Start of Excerpt provided

# Ex-Georgia official wore fake pregnancy stomach in paid leave scheme



## Black Ambrosia (Feb 21, 2022)

Ex-Georgia official wore fake pregnancy stomach in paid leave scheme​*A former Georgia official faked being pregnant so she could take paid maternity leave — but her scheme came apart when a co-worker noticed her baby bump was bogus, officials said.*

Robin Folsom, 43, also allegedly made up a fake baby daddy to send an email to her bosses that said she was under doctor’s orders for several weeks of bed rest after giving birth in May 2021, the Georgia Office of the Inspector Generalannounced this week.

*The birth-that-wasn’t came two months after a co-worker at the state’s Vocational Rehabilitation Agency allegedly saw part of Folsom’s fake pregnancy stomach “come away” from her body, according to a news release from the IG’s office. 

Folsom, director of external affairs for the agency, sent her co-workers photos of her supposed newborn, but they “depicted children with varying skin tones,” the release stated.*









The father of her child, Bran Otmembebwe, was a made-up person, but Folsom, when pressed by investigators in October 2021, doubled down and said he really existed, the indictment against her says.

*Folsom had informed the agency that she gave birth once before, in July 2020, and got pregnant again in August 2021. But the IG found there were no official records of Folsom having given birth and her insurance records didn’t indicate any pregnancy or delivery. She resigned from her state gig last October after investigators interviewed her as part of the probe into her fake pregnancies, the release said.*

“All state employees, and especially those that communicate with the media and general public on behalf on their agency, should be held to the highest standards of integrity and honesty,” IG Scott McAfee said in a statement. “OIG will continue to hold state employees accountable if they choose to deceive their superiors and receive undeserved compensation.”

*Folsom was charged with three counts of making false statements and one count of identity fraud after a local grand jury indicted her, state Attorney General Chris Carr announced this week.*

“Fraud by state employees will not be tolerated,” Carr said in a statement. “By working with Georgia’s independent inspector general, we were able to discover, investigate and put an end to this alleged deception. We will always stand up to protect taxpayer dollars, and we look forward to presenting our case in court.”

End of Excerpt provided
Start of Dataset extract

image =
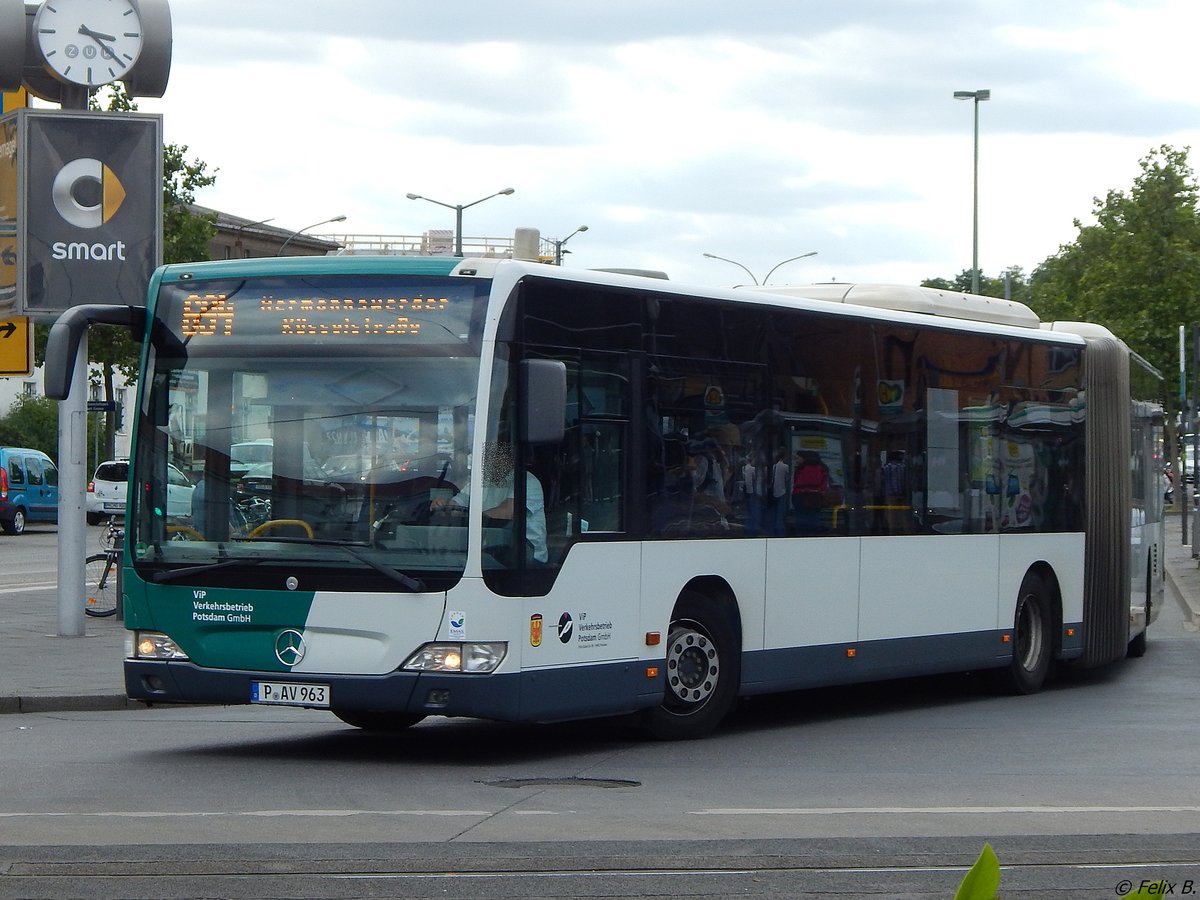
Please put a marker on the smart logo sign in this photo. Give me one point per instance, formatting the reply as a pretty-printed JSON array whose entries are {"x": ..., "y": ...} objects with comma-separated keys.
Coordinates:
[{"x": 90, "y": 220}]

End of Dataset extract

=== To be done ===
1. Retype the fake pregnancy post between "# Ex-Georgia official" and "the IG’s office.", inclusive.
2. Please extend the fake pregnancy post, picking up after its final sentence.
The lines have nothing to do with the fake pregnancy post.

=== Results in order ===
1.
# Ex-Georgia official wore fake pregnancy stomach in paid leave scheme



## Black Ambrosia (Feb 21, 2022)

Ex-Georgia official wore fake pregnancy stomach in paid leave scheme​*A former Georgia official faked being pregnant so she could take paid maternity leave — but her scheme came apart when a co-worker noticed her baby bump was bogus, officials said.*

Robin Folsom, 43, also allegedly made up a fake baby daddy to send an email to her bosses that said she was under doctor’s orders for several weeks of bed rest after giving birth in May 2021, the Georgia Office of the Inspector Generalannounced this week.

*The birth-that-wasn’t came two months after a co-worker at the state’s Vocational Rehabilitation Agency allegedly saw part of Folsom’s fake pregnancy stomach “come away” from her body, according to a news release from the IG’s office.

2.
----------



## [email protected]@ (Feb 21, 2022)

After reading that she's had multiple imaginary pregnancies, I'm wondering if she miscarried in the past and is having a psychotic break 

It would be nice if they evaluated her for mental illness and treated her accordingly.


----------



## Black Ambrosia (Feb 21, 2022)

[email protected]@ said:


> After reading that she's had multiple imaginary pregnancies, I'm wondering if she miscarried in the past and is having a psychotic break
> 
> It would be nice if they evaluated her for mental illness and treated her accordingly.


I hadn't considered that. You're right. She needs to be evaluated. I wonder if she's one of those people who puts those lifelike dolls in carseats.

I assumed she was a scammer. It's just an odd scam.


----------



## [email protected]@ (Feb 21, 2022)

Black Ambrosia said:


> I hadn't considered that. You're right. She needs to be evaluated. I wonder if she's one of those people who puts those lifelike dolls in carseats.
> 
> I assumed she was a scammer. It's just an odd scam.



At first I thought "she's a trip". But after reading all the details (and seeing her face) something seems off. Faking a boyfriend sounds like a lonely thing to do, ya know?


----------



## Black Ambrosia (Feb 21, 2022)

[email protected]@ said:


> At first I thought "she's a trip". But after reading all the details (and seeing her face) something seems off. Faking a boyfriend sounds like a lonely thing to do, ya know?


If this is a scam then that's just part of the game. I doubt a regular guy would go along with this so you'd have to fake it if you want "him" involved in the scheme.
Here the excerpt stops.